Joyce está cansada, precisa enfrentar um lar vazio e à venda... enfrentar o vazio do resto de sua vida. Mas a nova Joyce quer cortar os cabelos. Isso mesmo, cortar os cabelos!
Justin precisa cortar a franja e... hum, um salão à vista. É lá que ele cortará os cabelos.
Joyce e Justin, um olhar, um arrepio. Sensações de déjà vu e déjà senti se apoderam deles. De onde se conhecem? Melhor, de onde se reconhecem?
Com início dramático, As suas lembranças são minhas, de Cecelia Ahern (Rocco, 352 páginas, R$ 48,50), é um livro arrepiante. Comovente ao extremo, como costumam ser as histórias de Ahern, é uma história para ler e sentir. Chorei quando Joyce perdeu o bebê, quando retornou para um lar vazio, com seu desespero ao imaginar o pai morto.
E seu pai, então? Mesmo nunca ter andado de avião, por medo, quando Joyce tem uma súbita vontade de ir à Londres, ele se benze e a acompanha. Quando é barrado por guardas armados, que o consideram um velhinho altamente suspeito, seu discurso de apelo fez os funcionários, do aeroporto, chorarem e eu também!

Conjunto de tarefas |
#1 Na resenha, qual é o número de páginas do livro As suas lembranças são minhas?
#2 Explique, com base na resenha, por que o pai de Joyce foi barrado pelos guardas armados no aeroporto.

Dados extraídos |
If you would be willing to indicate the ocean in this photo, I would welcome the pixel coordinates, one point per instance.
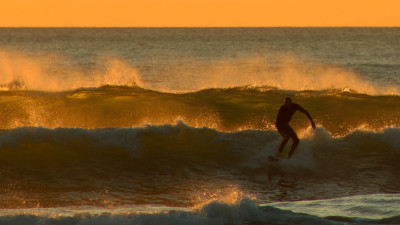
(175, 126)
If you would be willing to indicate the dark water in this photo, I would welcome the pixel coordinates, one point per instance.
(175, 126)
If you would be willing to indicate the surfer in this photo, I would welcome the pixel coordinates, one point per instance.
(282, 124)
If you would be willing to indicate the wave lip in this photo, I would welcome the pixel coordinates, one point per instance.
(243, 212)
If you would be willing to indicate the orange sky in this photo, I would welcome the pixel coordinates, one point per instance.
(198, 13)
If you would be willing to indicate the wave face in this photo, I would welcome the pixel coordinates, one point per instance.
(182, 121)
(182, 166)
(338, 111)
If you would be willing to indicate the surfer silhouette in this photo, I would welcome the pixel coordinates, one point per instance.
(282, 124)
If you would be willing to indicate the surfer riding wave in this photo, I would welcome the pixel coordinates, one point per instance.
(285, 114)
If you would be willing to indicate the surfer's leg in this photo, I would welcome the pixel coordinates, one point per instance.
(283, 144)
(285, 139)
(295, 139)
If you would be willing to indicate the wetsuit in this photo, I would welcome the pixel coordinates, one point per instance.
(285, 114)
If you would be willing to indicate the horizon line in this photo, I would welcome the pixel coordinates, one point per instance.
(199, 26)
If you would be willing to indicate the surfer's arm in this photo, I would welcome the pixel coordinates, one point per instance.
(308, 115)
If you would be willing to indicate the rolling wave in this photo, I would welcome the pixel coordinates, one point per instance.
(232, 109)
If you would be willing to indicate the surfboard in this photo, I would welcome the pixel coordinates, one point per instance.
(273, 158)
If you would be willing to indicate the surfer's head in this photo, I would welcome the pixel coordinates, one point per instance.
(288, 101)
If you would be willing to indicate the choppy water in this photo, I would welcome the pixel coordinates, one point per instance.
(175, 126)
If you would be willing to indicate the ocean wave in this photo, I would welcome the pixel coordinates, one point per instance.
(182, 145)
(232, 109)
(52, 72)
(114, 166)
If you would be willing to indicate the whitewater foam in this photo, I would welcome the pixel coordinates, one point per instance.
(20, 71)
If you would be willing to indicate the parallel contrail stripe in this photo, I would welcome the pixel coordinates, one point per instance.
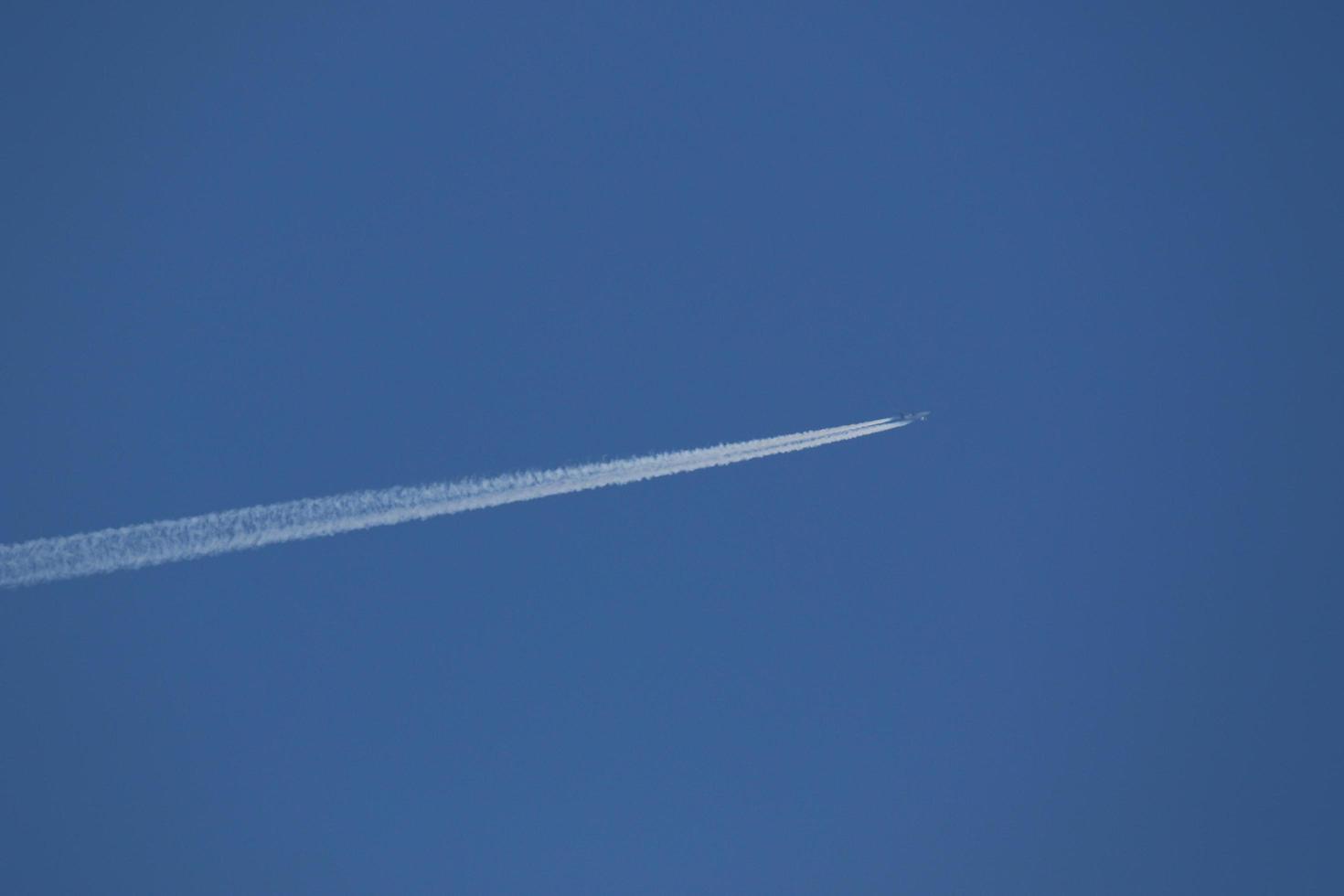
(169, 540)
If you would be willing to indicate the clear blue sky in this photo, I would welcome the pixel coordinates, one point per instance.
(1078, 633)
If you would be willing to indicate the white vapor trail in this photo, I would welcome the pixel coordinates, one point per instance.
(199, 536)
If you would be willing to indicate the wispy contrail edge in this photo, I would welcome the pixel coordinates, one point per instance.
(188, 538)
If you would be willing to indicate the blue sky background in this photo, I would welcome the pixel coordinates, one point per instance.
(1077, 633)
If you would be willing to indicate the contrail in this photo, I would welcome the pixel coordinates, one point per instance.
(197, 536)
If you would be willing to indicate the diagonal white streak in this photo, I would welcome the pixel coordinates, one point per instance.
(197, 536)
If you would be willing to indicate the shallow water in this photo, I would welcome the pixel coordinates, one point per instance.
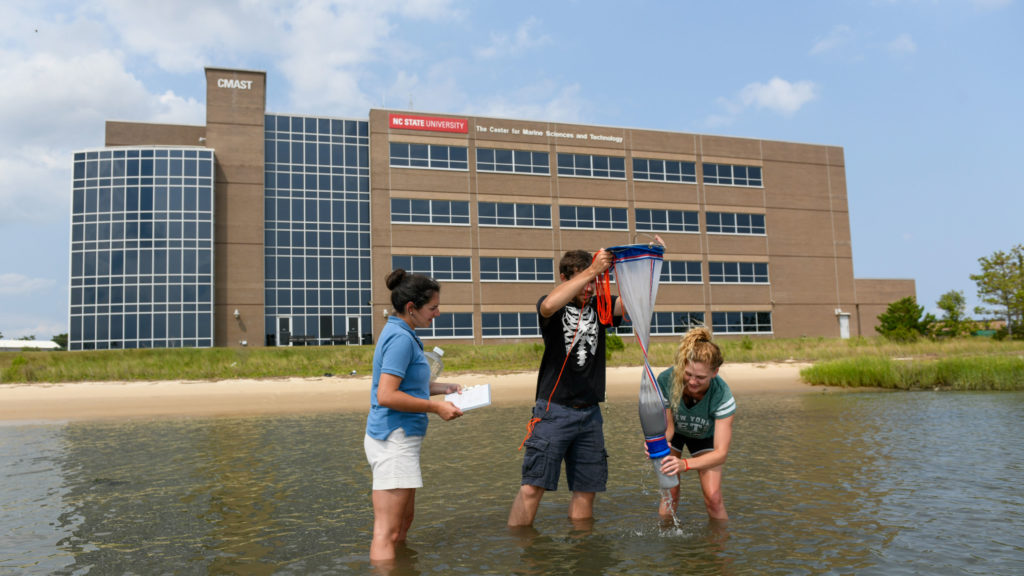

Respostas do exercício |
#1 O livro tem 352 páginas.

#2 Ele foi barrado porque os guardas o consideraram um velhinho altamente suspeito.